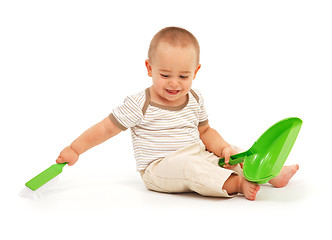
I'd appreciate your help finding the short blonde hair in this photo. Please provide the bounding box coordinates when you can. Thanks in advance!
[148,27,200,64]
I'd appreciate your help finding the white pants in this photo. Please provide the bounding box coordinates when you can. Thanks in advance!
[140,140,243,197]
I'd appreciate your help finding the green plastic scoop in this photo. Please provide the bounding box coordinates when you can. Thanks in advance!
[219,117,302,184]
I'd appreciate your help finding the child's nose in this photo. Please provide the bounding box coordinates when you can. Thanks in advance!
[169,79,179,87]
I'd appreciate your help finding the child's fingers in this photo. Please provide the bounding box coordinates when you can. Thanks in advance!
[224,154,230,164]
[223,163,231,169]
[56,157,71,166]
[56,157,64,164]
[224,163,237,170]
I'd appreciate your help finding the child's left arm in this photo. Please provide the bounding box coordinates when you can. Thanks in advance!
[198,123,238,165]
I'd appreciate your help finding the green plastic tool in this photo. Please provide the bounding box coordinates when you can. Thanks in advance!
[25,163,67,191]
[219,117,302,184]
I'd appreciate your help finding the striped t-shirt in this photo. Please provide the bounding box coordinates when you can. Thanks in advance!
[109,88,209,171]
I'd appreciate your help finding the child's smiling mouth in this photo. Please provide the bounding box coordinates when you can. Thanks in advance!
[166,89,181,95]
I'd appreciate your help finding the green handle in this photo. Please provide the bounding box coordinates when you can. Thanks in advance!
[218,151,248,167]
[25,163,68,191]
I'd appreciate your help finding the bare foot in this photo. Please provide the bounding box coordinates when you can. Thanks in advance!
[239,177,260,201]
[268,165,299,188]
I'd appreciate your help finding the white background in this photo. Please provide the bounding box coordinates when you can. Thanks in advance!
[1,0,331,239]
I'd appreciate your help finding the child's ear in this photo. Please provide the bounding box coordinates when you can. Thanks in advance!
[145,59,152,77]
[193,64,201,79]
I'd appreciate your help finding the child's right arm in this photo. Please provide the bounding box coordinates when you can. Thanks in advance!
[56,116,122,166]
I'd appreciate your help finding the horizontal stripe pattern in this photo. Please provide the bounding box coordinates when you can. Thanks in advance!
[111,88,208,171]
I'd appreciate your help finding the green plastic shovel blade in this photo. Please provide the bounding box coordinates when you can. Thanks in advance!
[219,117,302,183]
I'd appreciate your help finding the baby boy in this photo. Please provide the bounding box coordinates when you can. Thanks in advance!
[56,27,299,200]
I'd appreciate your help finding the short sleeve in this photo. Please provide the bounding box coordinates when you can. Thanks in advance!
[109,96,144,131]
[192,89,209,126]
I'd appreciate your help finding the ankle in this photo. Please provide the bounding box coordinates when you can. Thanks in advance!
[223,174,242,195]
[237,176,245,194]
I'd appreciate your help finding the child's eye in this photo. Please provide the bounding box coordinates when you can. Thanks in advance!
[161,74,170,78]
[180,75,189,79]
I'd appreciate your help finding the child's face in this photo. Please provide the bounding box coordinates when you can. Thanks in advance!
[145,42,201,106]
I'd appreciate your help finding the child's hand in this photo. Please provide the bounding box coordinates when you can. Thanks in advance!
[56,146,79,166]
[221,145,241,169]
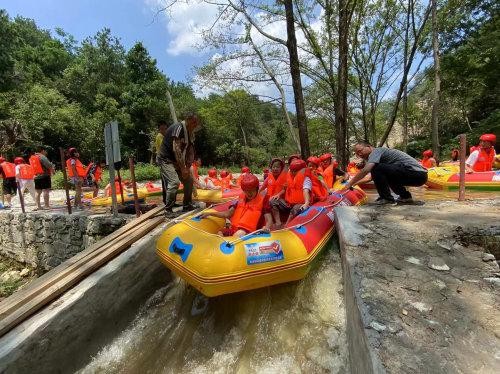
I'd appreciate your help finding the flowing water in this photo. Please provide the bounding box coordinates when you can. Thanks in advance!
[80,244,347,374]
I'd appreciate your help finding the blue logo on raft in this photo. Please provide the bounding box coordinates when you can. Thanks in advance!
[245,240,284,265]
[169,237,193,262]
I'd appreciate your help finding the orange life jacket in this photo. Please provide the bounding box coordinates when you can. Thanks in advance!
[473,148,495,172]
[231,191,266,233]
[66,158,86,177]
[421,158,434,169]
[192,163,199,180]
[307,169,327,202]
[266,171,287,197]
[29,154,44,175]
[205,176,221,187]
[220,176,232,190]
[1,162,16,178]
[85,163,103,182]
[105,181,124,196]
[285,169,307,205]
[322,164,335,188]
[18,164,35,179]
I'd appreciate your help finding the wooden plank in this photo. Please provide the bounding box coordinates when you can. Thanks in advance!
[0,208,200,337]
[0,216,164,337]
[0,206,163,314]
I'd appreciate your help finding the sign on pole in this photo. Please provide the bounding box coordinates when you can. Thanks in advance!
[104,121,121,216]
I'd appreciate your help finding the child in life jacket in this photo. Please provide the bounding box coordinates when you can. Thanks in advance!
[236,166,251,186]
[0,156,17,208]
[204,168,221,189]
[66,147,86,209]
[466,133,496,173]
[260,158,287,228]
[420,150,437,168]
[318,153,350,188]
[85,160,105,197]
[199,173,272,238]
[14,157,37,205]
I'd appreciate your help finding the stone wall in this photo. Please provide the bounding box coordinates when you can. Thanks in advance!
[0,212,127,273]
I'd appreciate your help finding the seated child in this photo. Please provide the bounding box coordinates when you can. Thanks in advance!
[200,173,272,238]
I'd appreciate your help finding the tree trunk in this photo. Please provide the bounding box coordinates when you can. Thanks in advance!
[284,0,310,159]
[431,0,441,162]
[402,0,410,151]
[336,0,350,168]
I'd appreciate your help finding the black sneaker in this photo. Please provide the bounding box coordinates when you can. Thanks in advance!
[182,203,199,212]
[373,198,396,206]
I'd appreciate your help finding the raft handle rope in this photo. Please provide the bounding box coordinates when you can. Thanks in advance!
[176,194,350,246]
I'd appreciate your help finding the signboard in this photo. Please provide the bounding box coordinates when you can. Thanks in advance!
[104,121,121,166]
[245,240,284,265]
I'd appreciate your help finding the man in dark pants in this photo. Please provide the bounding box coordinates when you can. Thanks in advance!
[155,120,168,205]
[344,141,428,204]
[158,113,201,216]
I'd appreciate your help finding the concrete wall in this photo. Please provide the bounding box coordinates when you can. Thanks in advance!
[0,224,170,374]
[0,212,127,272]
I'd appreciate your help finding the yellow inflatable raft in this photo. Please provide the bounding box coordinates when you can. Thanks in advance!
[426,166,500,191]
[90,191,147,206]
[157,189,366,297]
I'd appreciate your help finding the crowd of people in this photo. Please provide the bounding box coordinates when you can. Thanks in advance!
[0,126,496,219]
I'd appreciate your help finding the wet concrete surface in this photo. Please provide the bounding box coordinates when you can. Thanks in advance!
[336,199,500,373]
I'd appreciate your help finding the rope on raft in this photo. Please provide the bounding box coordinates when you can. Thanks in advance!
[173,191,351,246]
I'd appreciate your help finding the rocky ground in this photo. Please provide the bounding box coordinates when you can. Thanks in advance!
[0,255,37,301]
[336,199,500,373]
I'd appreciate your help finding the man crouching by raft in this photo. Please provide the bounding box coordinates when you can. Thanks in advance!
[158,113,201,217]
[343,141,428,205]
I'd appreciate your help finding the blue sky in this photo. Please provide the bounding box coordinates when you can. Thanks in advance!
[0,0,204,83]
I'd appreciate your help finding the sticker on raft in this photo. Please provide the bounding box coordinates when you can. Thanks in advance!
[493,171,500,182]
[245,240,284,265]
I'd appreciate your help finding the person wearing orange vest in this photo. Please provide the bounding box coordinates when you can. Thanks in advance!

EXERCISE REQUIREMENTS: Omit the pictures, then output every record exactly as given.

SOLUTION BELOW:
I'd appreciate your help finding the short blonde hair in this photo. Please provide the bounding box coordinates when you can. Thanks in advance!
[148,27,200,64]
I'd appreciate your help finding the white pants in this photo. Please provide the bounding box coordinates when you can. Thanks in advance!
[140,140,243,197]
I'd appreciate your help finding the green plastic scoop in this photo. Please provide the bounding box coordinates when you can. Thanks in advance!
[219,117,302,184]
I'd appreciate your help finding the child's nose in this photo. Please provide the bounding box coordinates when you can. Thanks in advance!
[169,79,179,87]
I'd appreciate your help finding the child's fingers in this photo. Please provide the bounding box coordinates when you can. Thanks in advance!
[224,154,230,164]
[223,163,231,169]
[56,157,71,166]
[56,157,64,164]
[224,163,237,170]
I'd appreciate your help finding the child's left arm in this photo. Please provide the bounding box coordinates when you can. Thanks in advance!
[198,123,238,165]
I'd appreciate your help finding the green plastic tool in this photo. Please provide the bounding box coordinates when you can. Thanks in advance!
[25,163,67,191]
[219,117,302,184]
I'd appreciate your help finding the striped t-shirt in this photo. Please provide the bounding box coordinates when you can. Thanks in advance!
[109,88,209,171]
I'd appreciate your help finding the child's smiling mouth in this photo. Please provide the bounding box coordinates when you can. Thanks in advance!
[166,89,181,95]
I'd appreciate your help finding the green handle in this photo. Please provide the bounding box coordinates when you can. Thanks in advance!
[218,151,248,167]
[25,163,68,191]
I'd appreciate your help finding the bare foot in this photo. Please provide the bounding box coordinates when you can. Thanks in advance!
[239,177,260,201]
[268,165,299,188]
I'd appreciate your help finding the white background in this photo. Please provide the bounding box coordinates when you can. Thanks in advance!
[1,0,331,239]
I'd appreciate your help finding the child's ear in this photo. Please provide the bounding box coordinates when you can. Thanks in advance!
[145,59,152,77]
[193,64,201,79]
I'd appreciate your help finding the child's right arm in this photo. Please provide the bounding box coordinates when you can. Thanks in advance!
[56,116,122,166]
I'd appreciate your help finding the horizontal stripe pattern in this photo. Please provide the bounding box coordinates when you can. Thanks in advance!
[111,88,208,171]
I'd appreciate your help finding the green plastic shovel blade in this photo. Please provide the bounding box coordinates when you can. Thanks in advance!
[219,117,302,183]
I'd appreciate your help finding the baby boy in this photo. Please provide the bounding box coordinates when you can. Thanks in advance!
[56,27,299,200]
I'd appreciate your help finding the short sleeve in this photo. Please provide the bounding box coordinates when you can. Thanks in advance!
[109,96,144,131]
[192,89,209,126]
I'd appreciate your help finding the ankle in this photo. Please provide the bounding box coordinates when you can. Thanks in advance!
[223,174,242,195]
[237,176,245,194]
I'd appreciate your help finding the child's eye in this photo. Please provide the bounding box coordinates when you can. Thanks in advance!
[161,74,170,78]
[180,75,189,79]
I'd appreciate your help finding the child's face in this photo. Please provide the bounding box coordinates when you can. Thanks in advance!
[145,42,201,106]
I'd appreciate your help finding the child's hand in this photo. Please provide the bounding box coordinates when you can. Thanks in advance!
[56,146,79,166]
[221,145,241,169]
I'd appreciate your help finding the flowing water in this photo. Please provide the bounding box coordinates when you can. Thanks in advance!
[80,244,347,374]
I'd appreciate your help finding the blue logo on raft in this photo. Please provide the bounding box coordinates when you can. Thanks in advance!
[245,240,284,265]
[169,237,193,262]
I'd appreciate your help finding the orange life jacket in this photo. Please provide the bounding box coordinates when you can. Thanks in advance!
[473,148,495,172]
[231,191,266,233]
[66,158,86,177]
[421,158,434,169]
[192,163,199,180]
[307,169,327,202]
[266,171,287,197]
[29,154,44,175]
[205,176,221,187]
[220,176,232,190]
[1,162,16,178]
[85,163,103,182]
[105,181,124,196]
[285,169,307,205]
[322,164,335,188]
[18,164,35,179]
I'd appreciate your help finding the wooden plank in this photo. Please provide the bounding box coordinates when you can. Thanks in advance!
[0,208,200,337]
[0,216,164,337]
[0,206,163,314]
I'd appreciate your help finding the sign on pole in this photo. Please provide the bounding box coordinates when you can. Thanks in advance!
[104,121,121,216]
I'd appreciate your help finding the child in life jacket in this photo. Please provide the bounding box coordinates when you can. Thanks in advance!
[236,166,251,186]
[0,156,17,208]
[204,168,221,189]
[66,147,86,209]
[466,133,496,173]
[260,158,287,228]
[420,150,437,168]
[318,153,350,188]
[85,160,105,197]
[199,173,272,238]
[14,157,37,205]
I'd appreciate your help finding the stone wall in this photo. Please provide the bounding box coordinates when you can. Thanks in advance!
[0,212,127,273]
I'd appreciate your help finding the seated child in this photo. Please provide the bounding box coordinates when you can. Thanks in advance!
[200,173,272,238]
I'd appreciate your help finding the tree trunk in this photo. Please provide the bounding box coordinates when you can. Thanks in advance!
[284,0,310,159]
[431,0,441,162]
[402,0,410,151]
[336,0,350,168]
I'd appreciate your help finding the black sneaker in this photo. Please provide the bounding box coordinates when you can. Thanks in advance!
[182,203,199,212]
[373,198,396,206]
I'd appreciate your help finding the raft handle rope in this photo. Please provide the bounding box coordinates when you can. Thanks in advance!
[176,194,350,246]
I'd appreciate your help finding the signboard in this photo. Please provide the bounding box coordinates when you can. Thanks in advance!
[104,121,121,166]
[245,240,284,265]
I'd appreciate your help finding the man in dark pants in this photo. Please provide the bounding box coordinates when you can. Thanks in advance!
[155,120,168,205]
[344,141,428,204]
[158,113,201,216]
I'd appreciate your help finding the concrete wall in this photo. Please provide the bounding box coordinates when you can. Thanks in advance!
[0,224,170,374]
[0,212,127,272]
I'd appreciate your help finding the yellow inflatable raft in this photo. Please provide the bounding box coordinates when you can. Thanks in advance!
[426,166,500,191]
[90,191,147,206]
[157,189,366,297]
I'd appreciate your help finding the crowd of people in this photo. Please provide the bounding box coordinates when you can. Thanks in advance!
[0,126,496,219]
I'd appreciate your help finding the wet concrete surface in this photo. Please provide the bounding box coordinates when you can. Thanks in advance!
[336,199,500,373]
I'd appreciate your help finding the rope on raft in this photo. Please provide the bounding box coordinates when you can. Thanks in advance!
[173,191,351,246]
I'd appreciate your help finding the rocky ground in this photo. Please provide the bounding box coordinates when you can. Thanks in advance!
[0,255,37,301]
[336,199,500,373]
I'd appreciate your help finding the man crouching by raft in this photo. Please provide the bounding box coordinates when you can. Thanks in advance!
[158,113,201,217]
[343,141,428,205]
I'd appreciate your help finding the blue sky in this photo. Please provide the bounding box coordinates when you can. Thanks in advance!
[0,0,204,83]
I'd appreciate your help finding the sticker on raft in this photo. Please provide the bounding box coordinates when you can. Thanks in advance!
[493,171,500,182]
[245,240,284,265]
I'd appreciate your help finding the person wearing orange vest in this photo. Please provide the bounding box coordinates when you can. Thanks in advance!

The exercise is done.